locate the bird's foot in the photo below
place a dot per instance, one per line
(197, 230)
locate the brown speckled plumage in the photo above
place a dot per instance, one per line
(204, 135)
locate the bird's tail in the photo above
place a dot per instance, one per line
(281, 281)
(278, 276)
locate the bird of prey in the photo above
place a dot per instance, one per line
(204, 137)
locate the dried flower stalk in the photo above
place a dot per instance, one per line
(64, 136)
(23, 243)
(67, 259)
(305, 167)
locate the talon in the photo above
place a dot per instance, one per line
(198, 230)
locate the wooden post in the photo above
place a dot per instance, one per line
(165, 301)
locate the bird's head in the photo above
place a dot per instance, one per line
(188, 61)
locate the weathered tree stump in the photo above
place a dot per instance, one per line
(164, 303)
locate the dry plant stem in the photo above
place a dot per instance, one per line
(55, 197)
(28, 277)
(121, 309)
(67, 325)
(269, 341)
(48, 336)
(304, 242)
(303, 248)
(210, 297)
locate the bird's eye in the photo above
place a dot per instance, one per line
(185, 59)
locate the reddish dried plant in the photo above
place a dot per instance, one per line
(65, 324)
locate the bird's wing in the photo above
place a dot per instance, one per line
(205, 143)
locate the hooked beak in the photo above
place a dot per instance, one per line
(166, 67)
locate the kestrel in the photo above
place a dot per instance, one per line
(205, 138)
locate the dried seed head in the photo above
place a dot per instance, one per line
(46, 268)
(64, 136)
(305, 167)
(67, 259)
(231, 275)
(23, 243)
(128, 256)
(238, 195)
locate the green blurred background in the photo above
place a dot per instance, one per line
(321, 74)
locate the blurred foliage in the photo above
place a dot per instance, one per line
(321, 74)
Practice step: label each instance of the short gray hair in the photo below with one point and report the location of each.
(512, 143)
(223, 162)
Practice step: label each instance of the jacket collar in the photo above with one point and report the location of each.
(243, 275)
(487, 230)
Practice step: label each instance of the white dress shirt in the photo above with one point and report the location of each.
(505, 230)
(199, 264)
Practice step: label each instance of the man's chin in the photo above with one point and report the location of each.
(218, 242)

________________

§ **WORK TO COMPLETE**:
Exactly and exclusively, repeat the lines from the line that contains "locate the blurred foliage in the photo above" through the end of the records, both ends included.

§ **FINAL ANSWER**:
locate the blurred foliage in the photo above
place a dot per instance, one per line
(321, 74)
Practice step: label each instance of the short gray hair in the photo below with one point and report the location of each.
(512, 143)
(223, 162)
Practice step: label each instance of the jacket collar in the photo above with one point and report the location of each.
(243, 275)
(487, 230)
Practice step: label each instance of the white dress shirt in the photo above with one point and report the location of each.
(505, 230)
(199, 264)
Practice step: label each instance of the man's chin in the photo above with one point and report the location of each.
(218, 242)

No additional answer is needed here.